ABOUT THIS EXERCISE: Repeat the data below in full and exactly.

(Natural language region descriptions)
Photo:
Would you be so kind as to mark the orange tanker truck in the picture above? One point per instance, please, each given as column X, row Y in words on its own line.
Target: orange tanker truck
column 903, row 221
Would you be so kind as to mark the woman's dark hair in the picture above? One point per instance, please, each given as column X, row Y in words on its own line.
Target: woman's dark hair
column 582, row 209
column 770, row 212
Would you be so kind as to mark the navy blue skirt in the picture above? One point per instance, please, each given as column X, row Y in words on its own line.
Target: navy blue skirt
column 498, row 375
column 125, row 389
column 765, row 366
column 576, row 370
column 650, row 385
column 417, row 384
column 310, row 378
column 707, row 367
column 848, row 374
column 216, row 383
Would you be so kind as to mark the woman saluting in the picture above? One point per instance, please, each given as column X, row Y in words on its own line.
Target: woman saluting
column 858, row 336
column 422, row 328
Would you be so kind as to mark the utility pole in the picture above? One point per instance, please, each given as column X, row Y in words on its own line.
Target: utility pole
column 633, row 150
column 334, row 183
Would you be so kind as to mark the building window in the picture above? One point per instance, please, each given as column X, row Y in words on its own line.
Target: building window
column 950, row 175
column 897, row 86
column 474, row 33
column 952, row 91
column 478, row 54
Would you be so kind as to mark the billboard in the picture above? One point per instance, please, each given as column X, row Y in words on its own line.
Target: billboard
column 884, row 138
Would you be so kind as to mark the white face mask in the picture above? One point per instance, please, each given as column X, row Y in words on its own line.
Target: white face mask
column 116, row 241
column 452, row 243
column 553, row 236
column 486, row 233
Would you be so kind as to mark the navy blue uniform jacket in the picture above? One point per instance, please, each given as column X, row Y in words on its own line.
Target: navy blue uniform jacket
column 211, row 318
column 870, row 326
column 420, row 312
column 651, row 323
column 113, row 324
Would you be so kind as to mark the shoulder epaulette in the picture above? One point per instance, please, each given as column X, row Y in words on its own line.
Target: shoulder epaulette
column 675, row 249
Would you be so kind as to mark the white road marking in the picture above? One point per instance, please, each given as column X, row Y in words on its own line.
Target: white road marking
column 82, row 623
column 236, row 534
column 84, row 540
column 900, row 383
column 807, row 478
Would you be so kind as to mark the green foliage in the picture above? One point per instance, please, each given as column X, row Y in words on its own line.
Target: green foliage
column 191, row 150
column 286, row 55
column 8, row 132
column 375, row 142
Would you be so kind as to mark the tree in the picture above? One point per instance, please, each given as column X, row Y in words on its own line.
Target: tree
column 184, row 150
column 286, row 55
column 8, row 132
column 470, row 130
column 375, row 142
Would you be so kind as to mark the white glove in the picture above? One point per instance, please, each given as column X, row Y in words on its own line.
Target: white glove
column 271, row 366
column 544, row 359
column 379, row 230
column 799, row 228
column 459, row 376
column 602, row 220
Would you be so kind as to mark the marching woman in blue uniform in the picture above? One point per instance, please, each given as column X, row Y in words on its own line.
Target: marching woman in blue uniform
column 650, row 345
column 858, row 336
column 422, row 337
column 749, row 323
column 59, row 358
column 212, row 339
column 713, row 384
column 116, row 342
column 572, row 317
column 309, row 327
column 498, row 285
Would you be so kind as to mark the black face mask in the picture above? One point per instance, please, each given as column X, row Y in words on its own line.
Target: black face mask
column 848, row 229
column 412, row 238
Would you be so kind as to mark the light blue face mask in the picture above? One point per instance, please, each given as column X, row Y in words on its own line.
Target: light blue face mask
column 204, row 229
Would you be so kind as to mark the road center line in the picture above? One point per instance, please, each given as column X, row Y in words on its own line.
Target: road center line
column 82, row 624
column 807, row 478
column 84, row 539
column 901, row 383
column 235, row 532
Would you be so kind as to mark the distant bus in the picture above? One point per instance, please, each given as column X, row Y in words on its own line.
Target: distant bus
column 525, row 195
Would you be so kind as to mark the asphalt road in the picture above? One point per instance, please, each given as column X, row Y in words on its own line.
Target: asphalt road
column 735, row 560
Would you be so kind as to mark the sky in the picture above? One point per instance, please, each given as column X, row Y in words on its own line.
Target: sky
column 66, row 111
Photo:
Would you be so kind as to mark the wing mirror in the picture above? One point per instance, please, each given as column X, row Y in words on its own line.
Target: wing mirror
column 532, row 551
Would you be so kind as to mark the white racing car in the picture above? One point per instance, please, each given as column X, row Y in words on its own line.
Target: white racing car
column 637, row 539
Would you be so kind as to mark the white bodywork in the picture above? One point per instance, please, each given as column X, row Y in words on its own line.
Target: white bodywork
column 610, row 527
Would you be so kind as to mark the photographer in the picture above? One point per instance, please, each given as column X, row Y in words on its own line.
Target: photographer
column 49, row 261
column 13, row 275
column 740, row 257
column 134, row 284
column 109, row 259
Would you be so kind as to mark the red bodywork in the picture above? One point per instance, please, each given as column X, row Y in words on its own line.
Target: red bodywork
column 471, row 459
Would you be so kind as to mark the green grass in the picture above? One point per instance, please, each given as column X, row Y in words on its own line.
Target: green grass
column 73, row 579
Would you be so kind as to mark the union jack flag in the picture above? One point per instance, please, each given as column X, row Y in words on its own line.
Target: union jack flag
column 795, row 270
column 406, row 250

TASK SOLUTION:
Photo:
Would you be so kind as to mark the orange tanker truck in the picture above? One point per instance, please, each given as column X, row Y in words on its own line.
Target: orange tanker truck
column 903, row 221
Would you be so kind as to mark the woman's dark hair in the picture above? One point per instance, please, each given as column X, row Y in words on its own line.
Target: woman's dark hair
column 582, row 209
column 770, row 212
Would you be so kind as to mark the navy blue skirt in the picture above? One point per instance, please, each given as column X, row Y in words on its own line.
Target: navy blue skirt
column 498, row 375
column 125, row 389
column 765, row 366
column 576, row 370
column 650, row 385
column 417, row 384
column 310, row 378
column 707, row 367
column 848, row 374
column 216, row 383
Would you be so kind as to mark the woman saluting in the picture above? One point per instance, please, each given as column X, row Y in words on its own line.
Target: woman saluting
column 858, row 336
column 422, row 328
Would you be so kind as to mark the utility pole in the picture above? One point per instance, please, each given as column X, row Y in words on its own line.
Target: utility pole
column 633, row 150
column 334, row 183
Would you be so kind as to mark the building window in the picture above? One point per instance, please, each given as column X, row Y in words on its own line.
Target: building window
column 950, row 175
column 897, row 86
column 474, row 33
column 952, row 91
column 478, row 54
Would you be so kind as to mark the billboard in the picture above? One point per instance, please, each given as column X, row Y in words on its own line.
Target: billboard
column 884, row 138
Would you be so kind as to mark the white face mask in the picture above? One point per instance, please, each given as column X, row Y in words on its own line.
Target: white face mask
column 116, row 241
column 452, row 243
column 553, row 236
column 486, row 233
Would you be so kind as to mark the navy blue uniform jacket in the picture above? One point per instance, please, each given as column X, row Y in words on its own line.
Target: navy blue uniform jacket
column 211, row 318
column 870, row 326
column 420, row 312
column 651, row 323
column 113, row 324
Would you be so kind as to mark the shoulder epaulette in the picture above? One point per instance, please, each given as column X, row Y in words on its own line.
Target: shoulder epaulette
column 675, row 249
Would you be so kind as to mark the white road marking in the picture above? One point per instance, please, each given as column X, row Y in words on its own line.
Target: white road marking
column 82, row 623
column 236, row 534
column 84, row 540
column 900, row 383
column 807, row 478
Would you be so kind as to mark the green foliage in the picture above? One point per instance, please, each given as column X, row Y in words on its own line.
Target: green foliage
column 191, row 150
column 286, row 55
column 8, row 132
column 375, row 142
Would you be so kind as to mark the tree in the picture above? One point per instance, please, each given as column X, row Y in words on its own line.
Target: tree
column 184, row 150
column 286, row 55
column 8, row 132
column 470, row 130
column 375, row 142
Would you be so kind as to mark the white glove in the picture above? One point per instance, please, each given as column X, row Y in words on its own line.
Target: white glove
column 271, row 366
column 544, row 359
column 379, row 230
column 799, row 228
column 459, row 376
column 602, row 220
Would you be so kind as to mark the marching woman in blue uniform in the picture above? One point per instance, please, each given as column X, row Y in words on its own line.
Target: marching woman in blue uniform
column 650, row 345
column 858, row 336
column 422, row 337
column 749, row 323
column 59, row 358
column 212, row 339
column 713, row 384
column 116, row 342
column 572, row 317
column 309, row 327
column 498, row 285
Would you be so kind as to mark the black face mask in the picture above? One point per instance, please, each given as column X, row Y in words on its own line.
Target: black face mask
column 848, row 229
column 412, row 238
Would you be so kind as to mark the light blue face mask in the picture above? One point per instance, please, each given as column X, row Y in words on its own line.
Target: light blue face mask
column 204, row 229
Would you be so kind as to mark the road center line in the picture above? One point per instance, please, each given as column X, row Y in words on its own line.
Target: road center line
column 82, row 624
column 807, row 478
column 84, row 539
column 901, row 383
column 235, row 532
Would you be so kind as to mark the distant bus in the picture above? One point per instance, please, each given as column X, row Y in words on its own line.
Target: distant bus
column 525, row 195
Would you be so kind as to mark the asphalt road in the picture above? One point per instance, please, each given as column X, row Y in words on its own line.
Target: asphalt road
column 735, row 560
Would you be so kind as to mark the sky in the picture above? One point per instance, please, each given as column X, row Y in words on its own line.
Target: sky
column 66, row 111
Photo:
Would you be so kind as to mark the wing mirror in the picture above? One point per instance, please, each given as column X, row Y in words on its own line.
Target: wing mirror
column 532, row 551
Would you be so kind as to mark the white racing car in the picture above? One point per instance, please, each given as column X, row Y in words on its own line.
Target: white racing car
column 637, row 539
Would you be so kind as to mark the white bodywork in the picture above? One point per instance, please, each given as column X, row Y in words on its own line.
Target: white bodywork
column 610, row 527
Would you be so kind as to mark the photographer in the picture above? One point per instance, please, each given as column X, row Y in words on its own line.
Target: photographer
column 49, row 261
column 13, row 275
column 740, row 257
column 134, row 284
column 109, row 259
Would you be so kind as to mark the red bodywork in the picture above? One point per instance, please, each given as column X, row Y in words on its own line.
Target: red bodywork
column 471, row 459
Would you be so kind as to mark the green grass in the picture above? One point per instance, please, each given as column X, row Y in words on its own line.
Target: green grass
column 73, row 579
Would you be so kind as to mark the union jack flag in the picture above? One point per instance, please, each given as column X, row Y in words on its own line.
Target: union jack flag
column 795, row 270
column 406, row 250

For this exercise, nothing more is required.